# Text shown:

* * *

That's where Swaminathan came in. In 2018, Swaminathan was an experienced renewable energy executive. She's also been an ambassador for the U.S. Department of Energy's Clean Energy and Empowerment Initiative since 2020. The team at X approached her to take on the job of CEO.
Malta's technology could be used to store any kind of energy — including fossil fuels — but it offered a particularly promising solution to storing renewables. A persistent problem with wind and solar energy is that the energy goes to waste when there is more sun or wind than the grid needs, and if energy demand spikes when the wind isn't blowing or the sun isn't shining, utility companies rely on backup "peaker plants" to power the grid. These backup plants typically use fossil fuels and emit even more carbon dioxide than regular plants, which takes a significant bite out of overall sustainability. Malta's ability to store renewable energy could revolutionize reliance on renewable energy sources.
On top of that, because Malta's energy storage installations are a one-to-one replacement for natural gas and coal plants, a core part of their proposal is to hire the workers who were employed at whatever plant existed there before Malta. The worker skill sets transition naturally, so a Malta plant could give new life to communities facing the existential threat of disappearing coal or natural gas jobs.
Here, we spoke with Swaminathan on the complications of developing massive product, selling to huge customers like utilities companies, and how she stays clear-headed while making tough decisions.
The scale of the technology that Malta is developing is quite vast. How do you stay focused when things inevitably go wrong?

* * *

# Records:

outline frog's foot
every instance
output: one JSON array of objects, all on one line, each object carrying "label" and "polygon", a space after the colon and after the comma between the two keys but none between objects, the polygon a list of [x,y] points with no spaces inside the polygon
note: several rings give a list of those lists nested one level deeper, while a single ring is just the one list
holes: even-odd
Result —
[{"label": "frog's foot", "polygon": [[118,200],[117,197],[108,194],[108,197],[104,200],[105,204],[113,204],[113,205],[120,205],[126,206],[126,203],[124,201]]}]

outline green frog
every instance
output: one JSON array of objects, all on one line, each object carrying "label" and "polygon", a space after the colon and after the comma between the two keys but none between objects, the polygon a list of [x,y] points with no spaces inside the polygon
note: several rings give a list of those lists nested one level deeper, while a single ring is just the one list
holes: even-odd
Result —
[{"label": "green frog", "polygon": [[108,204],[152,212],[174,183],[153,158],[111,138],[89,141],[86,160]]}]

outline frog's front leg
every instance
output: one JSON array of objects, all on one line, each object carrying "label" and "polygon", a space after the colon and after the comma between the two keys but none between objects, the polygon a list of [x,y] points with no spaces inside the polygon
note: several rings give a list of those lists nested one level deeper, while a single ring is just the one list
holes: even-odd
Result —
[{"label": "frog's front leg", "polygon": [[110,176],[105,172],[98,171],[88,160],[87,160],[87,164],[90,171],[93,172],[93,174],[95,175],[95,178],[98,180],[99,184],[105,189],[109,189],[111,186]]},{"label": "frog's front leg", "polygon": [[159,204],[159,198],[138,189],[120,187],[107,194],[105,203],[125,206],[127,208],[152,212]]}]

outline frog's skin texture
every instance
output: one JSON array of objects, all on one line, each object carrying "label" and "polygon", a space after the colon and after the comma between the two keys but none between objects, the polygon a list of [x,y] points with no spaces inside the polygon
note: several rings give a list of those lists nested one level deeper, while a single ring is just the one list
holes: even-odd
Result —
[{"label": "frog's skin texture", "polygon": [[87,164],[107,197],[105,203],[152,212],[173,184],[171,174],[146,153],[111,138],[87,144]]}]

* * *

# Problem description:
Can you rewrite everything from "Here, we spoke" down to "inevitably go wrong?" in the text about Malta, with "utilities companies" changed to "power companies"?

# Response to the task:
Here, we spoke with Swaminathan on the complications of developing massive product, selling to huge customers like power companies, and how she stays clear-headed while making tough decisions.
The scale of the technology that Malta is developing is quite vast. How do you stay focused when things inevitably go wrong?